* _TASKS TO CARRY OUT_
[A] In the piece on desk woods, why is elm rare?
[B] Write the next part of the piece on desk woods, starting after its final sentence.

* _SUPPLIED PASSAGE_

..........

Types of Wood for Desks

Marie Antoinette scribbled at a purplewood, sycamore and rosewood veneer desk at Versailles. The purplewood is out of reach but a wood desk is very doable.

Write your novel, keep your accounts, come up with brilliant blueprints for your clients at your wood desk. Wood is a warm material with distinctive character and solid durability. There is a wood type and style for every budget, although at the lower end you might not find too many hardwood desks. Check out a few ideas and clever green solutions for the right wood-grained work surface at the heart of your home office or on hand for the serious business of homework production.

High-End Hardwoods

Quality hardwoods are available in premade and bespoke desks and represent an investment in fine furniture. The woods are prized for their rarity, beauty, unusual or fine grain, and hardness and are typically challenging to work by hand. An artisanal hardwood desk takes more time, more skill and more expensive raw wood than a factory-manufactured desk. Due to the cost of fine hardwood, less expensive woods are often used for factory-made desks and hardwood veneers may be applied to "upgrade" a base of more available, still sturdy, but cheaper wood. Some sought-after hardwoods used for desks include:

  • Cherry -- close, distinctive grain; light brown to deeper reddish-brown; color deepens over time. 
  • Elm -- light to dark brown with occasional red streaks; rare due to Dutch elm disease. 
  • Mahogany -- medium-brown to deep red-brown or dark red; very distinctive grain; a traditional furniture favorite increasingly rare due to overharvesting. 
  • Maple -- dense grain; very strong; light brown with a reddish tint; grain may be straight, curly, wavy or bird's-eye; more unusual grains are expensive. 
  • Rosewood -- prized for fine furniture and increasingly hard to find; dark brown to dark purple with strong black streaking. 
  • Teak -- smells divine; colored golden-yellow to darker brown with light and dark streaks; fades to silvery gray when exposed to weather. 
  • Walnut -- chocolate-brown with occasional dark brown or purple streaks; distinctive grain; becoming rare and expensive. 

Good Woods

Oak is a very hard, sturdy, open-grained wood that ranges from a light, ashy color to light reddish-brown -- white oak and red oak -- and can be bleached very pale. It takes stain well and is often stained to match other woods in the decor. Beech and birch are lighter in color and common choices for wood furniture. Beech, a heavy wood, may be stained to look like cherry, maple or mahogany. Birch has a slight yellowish cast, is close-grained and actually looks a lot like maple. Pine and poplar are lighter, softer woods -- creamy yellowish-brown for pine and brownish-yellow with a hint of green for poplar. Good woods may make up the entire desk or be paired with more expensive hardwoods to lower the cost of production or to extend a limited supply of a hard-to-obtain hardwood. In that case, the more visible and detailed features of the desk are made from the best wood.

..........

* _GIVEN INFORMATION_
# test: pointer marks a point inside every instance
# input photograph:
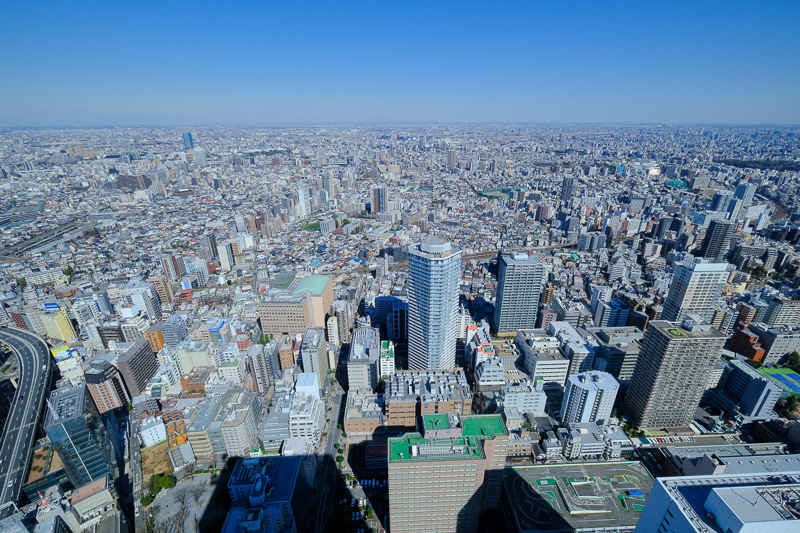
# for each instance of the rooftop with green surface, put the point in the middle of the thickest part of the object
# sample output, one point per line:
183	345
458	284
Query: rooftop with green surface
475	429
434	421
486	426
314	284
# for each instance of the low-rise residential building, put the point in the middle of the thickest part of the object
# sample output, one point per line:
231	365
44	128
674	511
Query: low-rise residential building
410	394
363	412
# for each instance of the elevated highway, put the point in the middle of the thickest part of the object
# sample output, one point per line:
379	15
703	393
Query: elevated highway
19	434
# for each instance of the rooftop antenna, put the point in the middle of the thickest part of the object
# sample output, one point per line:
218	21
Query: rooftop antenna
761	494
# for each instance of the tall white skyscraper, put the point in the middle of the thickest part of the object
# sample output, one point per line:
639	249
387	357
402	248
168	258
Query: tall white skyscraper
745	192
589	397
200	157
304	202
434	267
695	290
519	287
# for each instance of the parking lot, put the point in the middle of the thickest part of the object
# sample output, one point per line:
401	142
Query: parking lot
360	496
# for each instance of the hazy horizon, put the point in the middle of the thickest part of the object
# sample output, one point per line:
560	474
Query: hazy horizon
96	64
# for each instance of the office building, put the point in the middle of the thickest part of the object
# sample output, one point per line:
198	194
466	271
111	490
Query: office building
613	314
567	184
163	287
782	312
154	336
303	202
442	479
174	266
671	371
363	362
173	330
226	256
617	351
137	365
589	397
287	314
758	502
57	325
695	290
434	274
106	386
201	157
744	394
411	394
543	359
76	432
306	417
380	199
144	297
778	342
314	354
745	192
720	200
320	291
717	239
386	362
264	364
519	280
451	159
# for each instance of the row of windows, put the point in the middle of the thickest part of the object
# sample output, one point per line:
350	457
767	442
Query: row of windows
400	495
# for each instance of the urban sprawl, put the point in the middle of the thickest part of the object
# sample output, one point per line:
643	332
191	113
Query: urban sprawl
453	328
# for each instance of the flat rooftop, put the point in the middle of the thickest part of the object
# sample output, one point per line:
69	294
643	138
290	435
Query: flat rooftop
66	403
314	284
468	442
577	497
738	493
280	474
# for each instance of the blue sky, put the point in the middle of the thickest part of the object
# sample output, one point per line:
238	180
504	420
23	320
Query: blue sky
102	63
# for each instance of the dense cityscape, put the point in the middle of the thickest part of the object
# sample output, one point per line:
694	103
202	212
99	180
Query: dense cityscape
455	328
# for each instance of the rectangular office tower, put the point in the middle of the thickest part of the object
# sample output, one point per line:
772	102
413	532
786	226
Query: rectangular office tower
78	435
761	502
718	237
520	286
566	187
695	290
380	200
671	372
444	478
589	397
434	268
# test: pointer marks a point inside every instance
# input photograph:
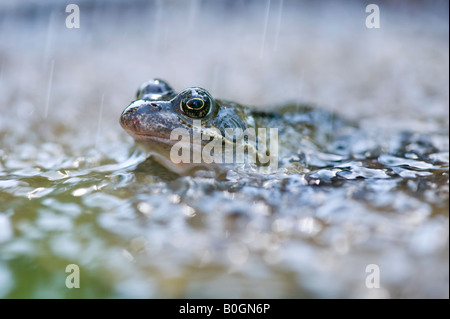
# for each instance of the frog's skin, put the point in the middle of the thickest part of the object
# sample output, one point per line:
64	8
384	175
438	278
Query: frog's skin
158	110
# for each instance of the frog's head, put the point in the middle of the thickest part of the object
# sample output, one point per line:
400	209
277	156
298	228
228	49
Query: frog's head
151	118
155	90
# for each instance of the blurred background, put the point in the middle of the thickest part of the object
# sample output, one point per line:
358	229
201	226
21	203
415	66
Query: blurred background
62	91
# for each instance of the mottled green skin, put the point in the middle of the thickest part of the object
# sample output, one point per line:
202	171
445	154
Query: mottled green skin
151	118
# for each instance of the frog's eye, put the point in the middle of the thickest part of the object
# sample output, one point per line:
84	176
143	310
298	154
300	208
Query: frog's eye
155	89
196	103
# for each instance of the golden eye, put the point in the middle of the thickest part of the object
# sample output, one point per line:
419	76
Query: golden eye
195	103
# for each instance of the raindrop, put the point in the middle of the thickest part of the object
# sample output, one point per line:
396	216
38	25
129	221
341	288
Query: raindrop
100	115
266	21
49	88
277	33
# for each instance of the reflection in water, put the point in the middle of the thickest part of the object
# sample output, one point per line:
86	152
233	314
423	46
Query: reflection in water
376	193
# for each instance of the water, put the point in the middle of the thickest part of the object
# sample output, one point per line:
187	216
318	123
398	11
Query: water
74	189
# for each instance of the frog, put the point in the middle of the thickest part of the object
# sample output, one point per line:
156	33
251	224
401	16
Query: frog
158	111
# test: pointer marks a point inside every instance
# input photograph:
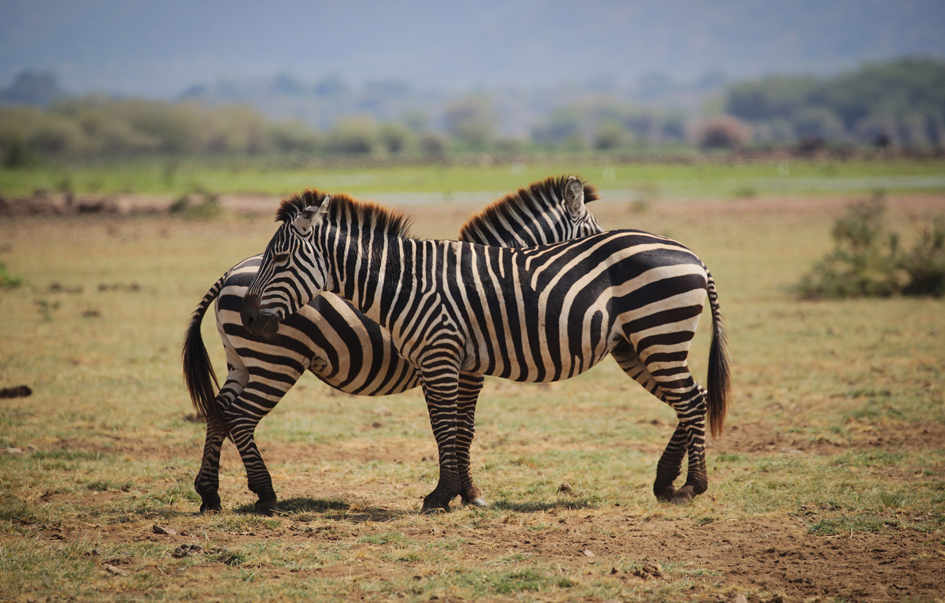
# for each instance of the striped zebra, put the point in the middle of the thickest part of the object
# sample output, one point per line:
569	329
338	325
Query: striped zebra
341	346
536	314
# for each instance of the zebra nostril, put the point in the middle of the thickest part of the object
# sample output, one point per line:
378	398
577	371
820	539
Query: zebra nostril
249	313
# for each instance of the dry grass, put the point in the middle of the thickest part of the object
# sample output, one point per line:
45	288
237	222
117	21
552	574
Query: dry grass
837	429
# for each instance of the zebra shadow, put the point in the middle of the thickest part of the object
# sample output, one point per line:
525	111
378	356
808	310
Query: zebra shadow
328	509
535	507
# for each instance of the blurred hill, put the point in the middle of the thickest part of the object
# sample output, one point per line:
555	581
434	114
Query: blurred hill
157	50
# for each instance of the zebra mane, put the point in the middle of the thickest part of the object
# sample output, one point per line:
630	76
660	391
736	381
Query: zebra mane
345	210
539	194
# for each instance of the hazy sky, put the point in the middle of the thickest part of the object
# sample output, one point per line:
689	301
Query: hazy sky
153	48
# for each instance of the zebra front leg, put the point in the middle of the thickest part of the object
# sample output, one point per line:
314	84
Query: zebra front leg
244	414
468	395
207	482
440	387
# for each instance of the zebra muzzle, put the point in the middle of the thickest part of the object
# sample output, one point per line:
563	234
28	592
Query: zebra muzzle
258	321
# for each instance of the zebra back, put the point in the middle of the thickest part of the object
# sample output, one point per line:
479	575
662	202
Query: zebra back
548	211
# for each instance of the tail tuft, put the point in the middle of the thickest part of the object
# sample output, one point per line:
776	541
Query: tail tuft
199	375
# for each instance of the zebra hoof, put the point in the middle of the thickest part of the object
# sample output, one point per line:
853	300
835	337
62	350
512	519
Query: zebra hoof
266	509
210	504
683	496
432	506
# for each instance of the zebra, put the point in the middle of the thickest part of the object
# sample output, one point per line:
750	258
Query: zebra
341	346
536	314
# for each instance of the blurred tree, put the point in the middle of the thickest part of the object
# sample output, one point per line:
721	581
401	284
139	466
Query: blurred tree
611	135
721	132
472	120
395	137
353	135
561	124
294	136
433	146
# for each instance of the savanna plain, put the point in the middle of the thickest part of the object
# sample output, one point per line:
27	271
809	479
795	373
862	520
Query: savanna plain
827	485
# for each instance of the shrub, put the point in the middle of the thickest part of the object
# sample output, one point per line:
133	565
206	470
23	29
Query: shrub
721	132
868	262
353	135
610	135
925	265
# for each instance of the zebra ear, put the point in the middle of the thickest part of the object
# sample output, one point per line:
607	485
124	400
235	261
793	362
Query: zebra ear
574	195
312	216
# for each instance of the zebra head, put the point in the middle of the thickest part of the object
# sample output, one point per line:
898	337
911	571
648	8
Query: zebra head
292	272
582	222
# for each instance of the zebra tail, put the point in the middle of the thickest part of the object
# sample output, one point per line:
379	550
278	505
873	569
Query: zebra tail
719	377
199	375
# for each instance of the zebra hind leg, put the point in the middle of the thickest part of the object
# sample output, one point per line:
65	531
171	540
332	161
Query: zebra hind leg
440	388
689	436
207	482
469	388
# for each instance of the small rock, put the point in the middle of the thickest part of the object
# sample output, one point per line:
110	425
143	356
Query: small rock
186	550
653	569
111	569
20	391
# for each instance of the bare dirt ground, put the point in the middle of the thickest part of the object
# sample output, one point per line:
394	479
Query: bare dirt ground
768	558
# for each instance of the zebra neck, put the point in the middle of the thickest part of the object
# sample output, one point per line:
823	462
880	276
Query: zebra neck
380	273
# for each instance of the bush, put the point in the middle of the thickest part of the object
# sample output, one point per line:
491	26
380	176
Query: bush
868	262
610	135
925	265
353	135
721	132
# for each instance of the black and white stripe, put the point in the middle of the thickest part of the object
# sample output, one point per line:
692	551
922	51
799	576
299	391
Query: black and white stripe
536	314
341	346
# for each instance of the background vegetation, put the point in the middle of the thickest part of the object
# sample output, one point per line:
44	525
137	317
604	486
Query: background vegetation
898	104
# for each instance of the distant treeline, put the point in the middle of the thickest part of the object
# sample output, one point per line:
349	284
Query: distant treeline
899	103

..........

* _RESULTS FOR THE EXERCISE_
[A] Dutch elm disease.

[B]
Save the Rain Forest

There is a finite supply of wood in the world and aggressive logging and export of fine hardwoods from tropical forests has severely depleted ancient stands of trees that will take generations to replace. In some cases, the devastation is so complete that the landscape is permanently altered and the trees will not come back. Research the woods you prefer for your desk to be sure you are buying an older, reclaimed or antique piece in the case of the most threatened species. And hunt for readily available woods from sustainably managed forests for any new work you commission. Some of the most vulnerable and endangered popular hardwoods are ebony, mahogany, rosewood, redwood, walnut, wenge and several species of pine. Zebrawood, teak and yew are considered at risk.

The Drip Cap

  • Write your novel, keep your accounts, come up with brilliant blueprints for your clients at your wood desk.
  • Due to the cost of fine hardwood, less expensive woods are often used for factory-made desks and hardwood veneers may be applied to "upgrade" a base of more available, still sturdy, but cheaper wood.
  • Beech and birch** are lighter in color and common choices for wood furniture.
  • Beech, a heavy wood, may be stained to look like cherry, maple or mahogany.
  • There is a finite supply of wood in the world and aggressive logging and export of fine hardwoods from tropical forests has severely depleted ancient stands of trees that will take generations to replace.